Monday, March 21, 2011

Holliday on Kentucky Newsmakers

Kentucky Education Commissioner Terry Holliday sat with WKYT's Bill Bryant this weekend for an interesting interview.

This from WKYT:

Highlights include:

  • The weather and calamity days under HB 427 which allow the Commissioner to excuse up to ten days. Nobody will go to school beyond June 21.
  • Holliday is looking at a switch to Average Daily Membership (ADM) rather than the current Average Daily Attendance (ADA) for calculating attendance. Probably a good move overall although it might not help small schools.
  • The TELL Survey has gather responses from about 25,000 Kentukcy teachers on working conditions and leadership in the schools. Look for results in May.
  • The state has removed about 17 school councils to date pursuant to (HB 176) Audit Team recommendations in low-performing schools.
  • Some stuff about conservative anxiety over cursive writing, civics, math by hand, grammar, penmanship... Holiday says we are "preparing children for their futures, not our past."

______________________________

§ **To be done**
A. List the subjects that the post on the Holliday interview names as sources of conservative anxiety.
B. Carry on the post on the Holliday interview, beginning right after its final sentence.
The listing that comes next is separate material, unrelated to the post on the Holliday interview.

______________________________

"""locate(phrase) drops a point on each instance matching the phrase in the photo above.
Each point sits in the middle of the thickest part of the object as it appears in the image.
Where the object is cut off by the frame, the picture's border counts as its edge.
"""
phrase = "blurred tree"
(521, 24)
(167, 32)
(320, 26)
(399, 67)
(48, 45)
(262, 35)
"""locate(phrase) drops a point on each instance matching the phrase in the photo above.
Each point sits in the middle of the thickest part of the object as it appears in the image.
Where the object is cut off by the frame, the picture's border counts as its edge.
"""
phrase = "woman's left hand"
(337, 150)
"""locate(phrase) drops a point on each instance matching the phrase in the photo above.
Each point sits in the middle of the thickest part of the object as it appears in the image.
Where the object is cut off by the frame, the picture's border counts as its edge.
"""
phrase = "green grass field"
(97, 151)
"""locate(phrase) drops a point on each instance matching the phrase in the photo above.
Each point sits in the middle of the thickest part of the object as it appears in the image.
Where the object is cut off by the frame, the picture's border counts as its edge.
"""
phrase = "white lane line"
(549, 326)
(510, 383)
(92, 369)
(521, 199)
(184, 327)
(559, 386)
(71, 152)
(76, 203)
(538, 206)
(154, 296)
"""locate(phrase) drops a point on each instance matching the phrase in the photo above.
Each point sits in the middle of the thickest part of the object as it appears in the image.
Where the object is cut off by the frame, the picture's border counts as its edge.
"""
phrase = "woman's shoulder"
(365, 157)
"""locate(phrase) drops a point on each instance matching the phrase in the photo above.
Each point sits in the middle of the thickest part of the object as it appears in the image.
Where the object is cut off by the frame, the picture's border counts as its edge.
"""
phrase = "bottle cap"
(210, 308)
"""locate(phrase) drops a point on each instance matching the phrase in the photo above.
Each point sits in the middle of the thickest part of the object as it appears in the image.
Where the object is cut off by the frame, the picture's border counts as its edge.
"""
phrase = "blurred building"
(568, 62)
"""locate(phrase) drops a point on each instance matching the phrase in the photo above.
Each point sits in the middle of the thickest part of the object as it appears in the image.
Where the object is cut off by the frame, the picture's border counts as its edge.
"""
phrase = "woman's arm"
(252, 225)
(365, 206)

______________________________

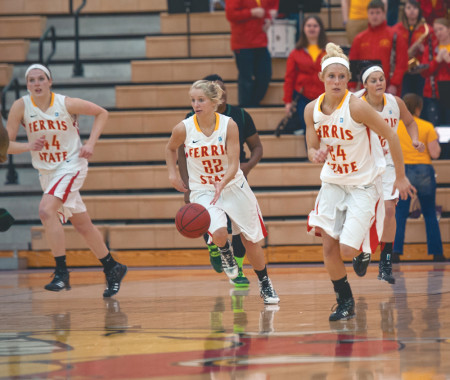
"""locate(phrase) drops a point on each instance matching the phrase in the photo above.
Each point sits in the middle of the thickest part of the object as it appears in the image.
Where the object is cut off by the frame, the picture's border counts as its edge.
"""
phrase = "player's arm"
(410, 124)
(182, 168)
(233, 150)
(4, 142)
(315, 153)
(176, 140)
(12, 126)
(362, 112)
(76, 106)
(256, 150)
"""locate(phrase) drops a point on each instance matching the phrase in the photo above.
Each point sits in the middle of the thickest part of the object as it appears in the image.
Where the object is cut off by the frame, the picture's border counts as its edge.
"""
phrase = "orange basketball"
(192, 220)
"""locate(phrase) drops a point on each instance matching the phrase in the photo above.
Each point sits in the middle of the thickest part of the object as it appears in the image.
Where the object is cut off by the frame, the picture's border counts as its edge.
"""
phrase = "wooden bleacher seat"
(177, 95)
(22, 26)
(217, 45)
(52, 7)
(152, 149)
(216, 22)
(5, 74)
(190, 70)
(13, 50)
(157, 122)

______________________________

§ **Solved problems**
A. Cursive writing, civics, math by hand, grammar, and penmanship.

B.
  • Holliday's best rejoinder came in response to concerns that today's students don't know their civics like their parents do. Holliday said, "I would challenge you: [You] pull randomly ten folks off the street and let me pull ten fourth graders and let's have a civics competition... I think our schools are doing pretty good work. Something happens when they become adults though. They forget what they learned in school."
  • Holliday is still open to charter schools and believes, "If parents have a choice, they're more engaged in their child's education." But he correctly reads the data an says there are some great charters and some really bad charters.
  • Rand Paul sees no federal role for education. Holliday disagrees and says [if there was no Department of Education] "I think children would suffer" particularly poor students and special needs students. "I think the federal government has a huge role to play in that.
  • A little chatter on the tenure debate.
  • Cooperation and collaboration with teachers, improved working conditions and fair evaluations...
  • Pension and health care..."about to put us out of business"
  • Stu at Prichard: "real excited about Stu going into that position"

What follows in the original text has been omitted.